WHAT TO WORK ON ▸
Retype every line of the material below without changing a single character.

------------------------------------------------------------------------

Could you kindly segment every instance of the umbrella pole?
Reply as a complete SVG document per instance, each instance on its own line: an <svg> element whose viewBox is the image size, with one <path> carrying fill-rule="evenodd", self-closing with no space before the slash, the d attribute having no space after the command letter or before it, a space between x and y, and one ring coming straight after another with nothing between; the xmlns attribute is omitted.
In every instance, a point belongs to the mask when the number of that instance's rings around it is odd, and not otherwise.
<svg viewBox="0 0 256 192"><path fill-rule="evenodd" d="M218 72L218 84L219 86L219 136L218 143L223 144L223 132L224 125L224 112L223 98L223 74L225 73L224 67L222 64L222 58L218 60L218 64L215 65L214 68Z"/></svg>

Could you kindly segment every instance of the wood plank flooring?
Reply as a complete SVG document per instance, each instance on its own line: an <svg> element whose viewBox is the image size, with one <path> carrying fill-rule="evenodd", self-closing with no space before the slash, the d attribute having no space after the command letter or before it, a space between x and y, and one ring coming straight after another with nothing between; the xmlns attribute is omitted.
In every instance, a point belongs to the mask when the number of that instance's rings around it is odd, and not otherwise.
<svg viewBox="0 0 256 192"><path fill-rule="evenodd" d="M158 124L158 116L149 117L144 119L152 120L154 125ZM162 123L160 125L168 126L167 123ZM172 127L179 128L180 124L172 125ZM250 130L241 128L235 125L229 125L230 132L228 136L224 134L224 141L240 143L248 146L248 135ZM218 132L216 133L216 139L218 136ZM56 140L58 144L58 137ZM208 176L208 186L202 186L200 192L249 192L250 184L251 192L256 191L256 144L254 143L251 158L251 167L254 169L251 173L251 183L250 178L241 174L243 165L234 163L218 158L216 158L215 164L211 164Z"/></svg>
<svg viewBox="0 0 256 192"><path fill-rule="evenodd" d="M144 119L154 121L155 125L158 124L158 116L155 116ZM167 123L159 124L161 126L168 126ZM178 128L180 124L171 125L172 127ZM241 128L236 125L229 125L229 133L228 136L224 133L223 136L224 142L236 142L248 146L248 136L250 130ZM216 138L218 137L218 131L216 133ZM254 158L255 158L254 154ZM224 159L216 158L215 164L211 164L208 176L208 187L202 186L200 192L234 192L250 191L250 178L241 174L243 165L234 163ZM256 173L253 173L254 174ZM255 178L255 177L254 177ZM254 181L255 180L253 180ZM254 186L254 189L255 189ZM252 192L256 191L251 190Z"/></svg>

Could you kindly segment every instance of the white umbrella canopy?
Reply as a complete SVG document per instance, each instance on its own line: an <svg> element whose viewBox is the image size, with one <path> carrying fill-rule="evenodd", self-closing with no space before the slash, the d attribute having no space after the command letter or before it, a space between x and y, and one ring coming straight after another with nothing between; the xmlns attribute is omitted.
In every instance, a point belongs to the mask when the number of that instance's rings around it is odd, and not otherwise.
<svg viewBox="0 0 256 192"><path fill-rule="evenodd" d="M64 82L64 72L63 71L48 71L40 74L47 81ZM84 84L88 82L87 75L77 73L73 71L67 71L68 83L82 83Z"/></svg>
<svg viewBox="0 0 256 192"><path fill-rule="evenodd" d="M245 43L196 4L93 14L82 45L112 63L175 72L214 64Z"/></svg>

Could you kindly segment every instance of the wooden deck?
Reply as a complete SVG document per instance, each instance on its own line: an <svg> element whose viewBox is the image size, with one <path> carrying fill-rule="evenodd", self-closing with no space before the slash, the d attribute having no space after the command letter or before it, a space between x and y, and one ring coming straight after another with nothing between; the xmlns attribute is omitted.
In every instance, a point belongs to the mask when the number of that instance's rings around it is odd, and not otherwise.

------------------------------------------------------------------------

FINAL RESULT ▸
Could you kindly segment every instance of the umbrella pole?
Reply as a complete SVG document per instance, each instance on its own line: an <svg> element whose viewBox is the image size, with one <path> carrying fill-rule="evenodd", self-closing with no space before the slash, the d attribute having no space after the command letter or before it, a space between x and y, and one ring coming straight after another with nothing between; the xmlns attribute is omitted.
In every instance, a point belongs to the mask when the number of that instance's rings around it is odd, and not otherwise.
<svg viewBox="0 0 256 192"><path fill-rule="evenodd" d="M218 72L218 84L219 86L219 136L218 143L223 144L223 132L224 125L224 112L223 98L223 74L225 73L224 67L222 64L222 58L218 60L218 64L215 65L214 68Z"/></svg>

Could you kindly segment every instance of the wood plank flooring?
Reply as a complete SVG document per instance, each instance on its own line: an <svg> element whose viewBox is the image size, with one <path> carrying fill-rule="evenodd", self-closing with no space before the slash, the d attribute having no space after the command letter or before it, a space between x and y, and one ring coming straight after another with nothing between; the xmlns attribute is omitted.
In every instance, a point belongs to the mask when the number of that instance's rings around it is odd, and not otherwise.
<svg viewBox="0 0 256 192"><path fill-rule="evenodd" d="M158 124L158 116L149 117L144 119L152 120L154 125ZM162 123L160 125L168 126L167 123ZM172 127L179 128L180 124L172 125ZM250 130L241 128L235 125L229 125L230 132L228 136L224 134L224 141L240 143L248 146L248 135ZM218 132L216 133L216 139L218 136ZM56 140L58 144L58 137ZM208 176L208 186L202 186L200 192L249 192L250 184L251 192L256 191L256 144L254 143L251 158L251 167L254 169L251 173L251 183L250 178L241 174L243 165L234 163L218 158L216 158L215 164L211 164Z"/></svg>
<svg viewBox="0 0 256 192"><path fill-rule="evenodd" d="M144 119L154 121L155 125L158 124L158 116L155 116ZM167 123L159 124L161 126L168 126ZM178 128L180 124L171 125L172 127ZM241 128L236 125L229 125L229 133L228 136L224 133L223 136L224 142L236 142L248 146L248 136L250 130ZM216 138L218 137L218 131L216 133ZM254 158L255 158L254 154ZM224 159L216 158L215 164L211 164L208 176L208 187L202 186L200 192L234 192L250 191L250 178L241 174L243 165L234 163ZM256 173L253 173L254 174ZM255 178L255 177L254 177ZM254 181L255 180L253 180ZM254 186L254 189L255 189ZM252 192L256 191L251 190Z"/></svg>

Could you kindly segment every instance of the white umbrella canopy?
Reply as a complete SVG document per instance, each instance on its own line: an <svg> element whose viewBox is the image size, with one <path> carrying fill-rule="evenodd", self-closing with no space before the slash, the d attribute having no space after the command letter or before it, a space between x and y, and one ring coming straight after another with nothing between; the xmlns attribute is omitted.
In every instance, a point belongs to the mask when the number of that instance's rings around it is odd, and not otherwise.
<svg viewBox="0 0 256 192"><path fill-rule="evenodd" d="M64 82L64 72L63 71L48 71L40 74L47 81ZM84 84L88 82L87 75L77 73L73 71L67 71L68 83L82 83Z"/></svg>
<svg viewBox="0 0 256 192"><path fill-rule="evenodd" d="M245 43L196 4L93 14L82 45L112 63L175 72L214 64Z"/></svg>

Could you kindly segment every instance of the wooden deck?
Reply as a complete SVG document per instance, each instance on its own line: an <svg> element whose viewBox is the image size, with one <path> carrying fill-rule="evenodd", self-closing with no space before the slash, the d attribute having no space after the command letter or before it, a space between x and y, and one ring coming straight after another with nothing between; the xmlns attribute is omitted.
In every instance, a point belongs to the mask when the number of that instance's rings around it is odd, and not otherwise.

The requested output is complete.